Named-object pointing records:

=-=-=

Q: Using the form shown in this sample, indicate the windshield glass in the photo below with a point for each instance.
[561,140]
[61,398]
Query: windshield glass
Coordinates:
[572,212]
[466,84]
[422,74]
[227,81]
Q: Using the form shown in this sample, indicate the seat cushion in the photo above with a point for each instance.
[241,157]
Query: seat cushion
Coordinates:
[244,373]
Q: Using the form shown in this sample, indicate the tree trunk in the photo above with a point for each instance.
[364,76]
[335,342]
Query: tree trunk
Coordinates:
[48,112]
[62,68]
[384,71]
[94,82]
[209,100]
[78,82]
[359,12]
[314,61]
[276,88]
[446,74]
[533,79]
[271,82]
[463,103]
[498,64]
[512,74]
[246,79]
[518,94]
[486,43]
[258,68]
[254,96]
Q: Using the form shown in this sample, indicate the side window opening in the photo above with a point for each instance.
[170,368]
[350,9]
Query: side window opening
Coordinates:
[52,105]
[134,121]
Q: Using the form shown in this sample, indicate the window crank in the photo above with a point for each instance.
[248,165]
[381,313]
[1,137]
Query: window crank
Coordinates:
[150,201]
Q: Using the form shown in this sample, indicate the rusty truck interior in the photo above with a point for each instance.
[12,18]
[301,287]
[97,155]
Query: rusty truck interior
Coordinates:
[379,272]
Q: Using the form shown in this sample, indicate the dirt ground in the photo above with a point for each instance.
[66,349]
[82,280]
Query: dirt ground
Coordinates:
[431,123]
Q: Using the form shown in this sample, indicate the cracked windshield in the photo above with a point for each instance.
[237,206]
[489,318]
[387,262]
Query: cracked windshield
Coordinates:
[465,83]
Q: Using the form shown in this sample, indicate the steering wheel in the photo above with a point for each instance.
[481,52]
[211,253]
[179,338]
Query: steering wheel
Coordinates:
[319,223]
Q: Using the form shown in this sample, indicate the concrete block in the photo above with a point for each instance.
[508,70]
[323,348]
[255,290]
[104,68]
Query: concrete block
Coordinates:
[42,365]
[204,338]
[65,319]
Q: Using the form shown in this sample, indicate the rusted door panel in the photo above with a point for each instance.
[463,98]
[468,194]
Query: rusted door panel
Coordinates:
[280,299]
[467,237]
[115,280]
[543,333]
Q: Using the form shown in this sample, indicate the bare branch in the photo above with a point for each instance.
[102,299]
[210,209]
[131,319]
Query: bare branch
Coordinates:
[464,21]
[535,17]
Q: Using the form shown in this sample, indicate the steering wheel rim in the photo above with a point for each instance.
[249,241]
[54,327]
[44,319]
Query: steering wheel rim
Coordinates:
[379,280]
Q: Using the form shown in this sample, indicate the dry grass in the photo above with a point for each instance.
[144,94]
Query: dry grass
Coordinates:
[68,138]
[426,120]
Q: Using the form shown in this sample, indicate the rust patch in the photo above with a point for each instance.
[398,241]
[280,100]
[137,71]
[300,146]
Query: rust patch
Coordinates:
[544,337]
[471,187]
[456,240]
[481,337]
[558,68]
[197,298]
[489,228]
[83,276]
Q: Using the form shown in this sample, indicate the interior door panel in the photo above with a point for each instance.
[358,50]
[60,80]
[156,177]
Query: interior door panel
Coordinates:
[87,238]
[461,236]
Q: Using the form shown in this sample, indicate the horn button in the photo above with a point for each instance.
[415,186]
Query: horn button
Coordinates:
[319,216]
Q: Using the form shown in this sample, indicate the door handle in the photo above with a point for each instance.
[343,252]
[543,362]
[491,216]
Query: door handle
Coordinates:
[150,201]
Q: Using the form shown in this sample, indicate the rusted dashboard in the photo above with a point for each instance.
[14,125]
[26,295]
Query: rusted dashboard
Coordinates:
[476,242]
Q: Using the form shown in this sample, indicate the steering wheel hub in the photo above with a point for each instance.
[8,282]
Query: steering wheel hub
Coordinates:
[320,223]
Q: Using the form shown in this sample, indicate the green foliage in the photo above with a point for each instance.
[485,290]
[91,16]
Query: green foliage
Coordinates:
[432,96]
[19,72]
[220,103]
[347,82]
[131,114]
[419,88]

=-=-=

> [To be done] Switch each "Coordinates" in the listing to "Points", and give all its lines again with nothing else changed.

> [Written solution]
Q: Using the form shown in this sample, indicate the windshield glass in the photo below with a point for each instance.
[561,140]
[61,398]
Query: windshield glass
Points:
[572,212]
[466,84]
[422,74]
[227,81]
Q: Using the form shown in this sample, indicate the seat cushion in the photo above with a point for each instance.
[241,157]
Query: seat cushion
Points:
[244,373]
Q: Using the form shown in this sample, indicate the tree trunk in the photo above with a point for each instance.
[364,76]
[335,342]
Query: tree trunk
Points:
[48,112]
[62,68]
[384,71]
[94,82]
[209,100]
[78,82]
[359,12]
[314,61]
[276,88]
[446,74]
[533,79]
[271,82]
[463,103]
[498,64]
[512,74]
[246,79]
[518,94]
[486,43]
[258,68]
[254,96]
Q: Using the form shown in this sample, indicate the side window opening in the photo above with a point for each instance.
[170,368]
[350,9]
Query: side window opening
Points:
[52,105]
[134,121]
Q: Using the form shown in this sample, indicate the window crank in the photo above with a point for each instance.
[248,165]
[381,313]
[1,137]
Query: window crank
Points:
[150,201]
Q: Using the form shown in this sample, indicate the rusty truck interior in the photo above with a point for each instance.
[12,18]
[301,287]
[97,155]
Query: rusty truck interior
Points:
[379,272]
Q: Using the form shown in this sample, indicate the dirt ground in the photo above with a point for each instance.
[66,349]
[82,280]
Query: dirt ground
Points:
[431,123]
Q: Using the form shown in this sample, indicate the cracked windshield in the photo above with a point for each instance.
[237,206]
[489,318]
[387,262]
Query: cracked windshield
Points:
[465,83]
Q: Using the form shown in this sample, indicate the steering wheel in the photo above with a point for each instance.
[481,52]
[211,253]
[179,338]
Query: steering wheel
Points:
[319,223]
Q: Using the form shown in this sample, indicate the concrete block in the photo above with a point for each instance.
[508,70]
[323,348]
[255,290]
[104,68]
Query: concrete block
Points:
[42,365]
[204,338]
[65,319]
Q: Using the form shown in this sample, indicate the rusted door panel in the photo above with a point for each instance.
[463,98]
[468,194]
Query: rusted door panel
Points:
[280,299]
[467,237]
[115,280]
[543,333]
Q: Using the form shown in this sample, indicate the bare branch in the photo above with a point for each instance.
[102,299]
[210,209]
[131,319]
Query: bare branch
Points:
[464,21]
[535,17]
Q: Using the form shown in this sample, indicate the steering wheel rim in the photo above with a point for each instance.
[249,241]
[54,327]
[44,319]
Query: steering wheel rim
Points:
[379,280]
Q: Using the form shown in this sample, indicate the dry grass in the photo above with a point for each instance.
[144,94]
Query: dry grass
Points:
[68,138]
[426,120]
Q: Using the form shown in this sample, indicate the rust patch in the photo above with a point for each instance.
[398,241]
[280,100]
[137,71]
[300,146]
Query: rust patch
Points:
[544,337]
[471,187]
[456,240]
[481,337]
[558,68]
[197,298]
[489,228]
[83,276]
Q: Using the form shown in this sample, indicate the interior door panel in the photo above with a point for each instance.
[358,50]
[60,80]
[156,177]
Query: interior door panel
Points:
[87,238]
[461,236]
Q: Using the form shown in this sample, indicate the horn button in the photo above with a point for each instance.
[415,186]
Query: horn button
Points:
[319,216]
Q: Using the form shown in this sample, indicate the door handle in the photo above with a point for each instance.
[343,252]
[543,362]
[491,216]
Query: door handle
Points:
[150,201]
Q: Using the form shown in this sample, indicate the rusted dashboard in the photo above with a point for each instance.
[14,125]
[26,295]
Query: rusted dashboard
Points:
[476,242]
Q: Using the form shown in this sample, indicate the steering wheel hub in the photo above with a point for each instance.
[8,282]
Query: steering wheel hub
Points:
[320,223]
Q: Using the form shown in this sample, indicate the green foliage in the photo above with a point for each instance.
[485,290]
[91,16]
Query: green foliage
Points:
[432,96]
[19,72]
[220,103]
[347,82]
[131,114]
[419,88]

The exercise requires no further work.